Location identification items:
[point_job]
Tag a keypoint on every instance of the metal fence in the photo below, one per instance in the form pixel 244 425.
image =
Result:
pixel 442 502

Task description: Rewrite the items above, replacing "metal fence" with "iron fence" and leaving everything else unchanged.

The reply:
[point_job]
Tag a keypoint on every instance of the iron fence in the photo below, one per instance in the form pixel 244 425.
image =
Result:
pixel 442 502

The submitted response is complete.